### Free-text object descriptions
◆ ◆ ◆

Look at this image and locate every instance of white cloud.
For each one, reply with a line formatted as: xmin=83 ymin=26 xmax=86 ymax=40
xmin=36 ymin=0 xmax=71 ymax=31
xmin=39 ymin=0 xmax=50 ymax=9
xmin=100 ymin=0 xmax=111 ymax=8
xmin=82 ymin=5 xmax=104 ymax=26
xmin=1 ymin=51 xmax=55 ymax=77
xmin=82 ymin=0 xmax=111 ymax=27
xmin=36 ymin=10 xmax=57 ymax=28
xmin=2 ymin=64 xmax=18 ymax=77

◆ ◆ ◆

### Aim of the exercise
Every line from the one with "For each one, reply" through the last line of the records above should be returned exactly, please, and no others.

### Response box
For each one, reply with a line formatted as: xmin=83 ymin=26 xmax=86 ymax=40
xmin=36 ymin=0 xmax=71 ymax=31
xmin=39 ymin=0 xmax=50 ymax=9
xmin=100 ymin=0 xmax=111 ymax=8
xmin=82 ymin=5 xmax=104 ymax=26
xmin=1 ymin=51 xmax=55 ymax=77
xmin=82 ymin=0 xmax=111 ymax=27
xmin=36 ymin=10 xmax=57 ymax=28
xmin=2 ymin=64 xmax=18 ymax=77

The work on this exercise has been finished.